(SET PROBLEM): Translate this sentence from the post below about St Valentine's Day and Juno into Spanish: "The chief deity invoked was Lupercus, sometimes identified with Faunus, the Roman equivalent to the Great God Pan."

(READING PASSAGE):
Thursday, 3 September 2009

St Valentine or Juno?


As we all know the early Christian church grafted many of its feast days on to pre-existing pagan festivals, Christmas being the chief case in point. I was told by someone, I can’t remember who, that St Valentine’s Day is actually the festival of Juno. I suppose it makes sense: after all why would a Christian martyr, of whom almost nothing is known, be associated with a pagan-like celebration of love? The matter, however, is not quite as simple as I was led to suppose.

The Romans celebrated Lupercalia in mid-February, a pastoral festival associate with purification and fertility rather than love as such. The chief deity invoked was Lupercus, sometimes identified with Faunus, the Roman equivalent to the Great God Pan. Yes, fertility and a degree of excess, as Plutarch depicts;

Lupercalia, of which many write that it was anciently celebrated by shepherds, and has also some connection with the Arcadian Lycaea. At this time many of the noble youths and of the magistrates run up and down through the city naked, for sport and laughter striking those they meet with shaggy thongs. And many women of rank also purposely get in their way, and like children at school present their hands to be struck, believing that the pregnant will thus be helped in delivery, and the barren to pregnancy.

The other festival associated with this period, and the one to which I was guided, is that of Juno Februata, during which boys are supposed to have drawn girls names from a box in honour of the Goddess. Christians then took to substituting the names of saints. But this conjecture is traceable only to The Lives of the Saints, the work of the seventeenth century hagiographer and priest, Alban Butler. It was subsequently embellished by Francis Douce in Illustrations of Shakespeare, who supplies Valentine as the favoured name. Thus was the connection established, and thus it has been maintained. It’s no more than a romantic fiction!

Stored items:
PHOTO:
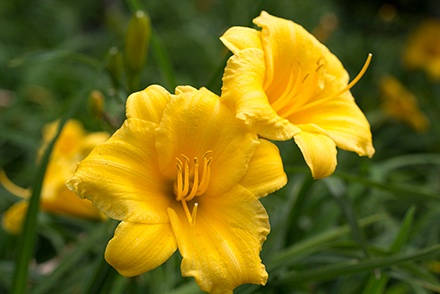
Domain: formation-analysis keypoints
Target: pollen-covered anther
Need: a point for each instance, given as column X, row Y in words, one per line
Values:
column 187, row 184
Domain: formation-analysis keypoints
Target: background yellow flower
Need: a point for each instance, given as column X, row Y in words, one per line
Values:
column 284, row 83
column 72, row 145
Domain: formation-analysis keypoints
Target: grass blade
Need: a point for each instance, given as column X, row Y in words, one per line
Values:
column 93, row 236
column 338, row 190
column 404, row 231
column 290, row 254
column 27, row 238
column 335, row 270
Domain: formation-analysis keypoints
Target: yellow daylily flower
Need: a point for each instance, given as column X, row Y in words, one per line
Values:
column 423, row 49
column 283, row 84
column 72, row 145
column 183, row 173
column 402, row 105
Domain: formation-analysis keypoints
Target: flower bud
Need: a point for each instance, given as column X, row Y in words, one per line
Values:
column 96, row 103
column 114, row 66
column 136, row 46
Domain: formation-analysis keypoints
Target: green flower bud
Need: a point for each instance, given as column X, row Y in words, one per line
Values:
column 136, row 46
column 114, row 66
column 96, row 103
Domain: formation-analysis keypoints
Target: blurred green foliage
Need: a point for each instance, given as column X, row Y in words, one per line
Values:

(ANSWER TO THE TASK): La principal deidad invocada era Luperco, a veces identificado con Fauno, el equivalente romano del Gran Dios Pan.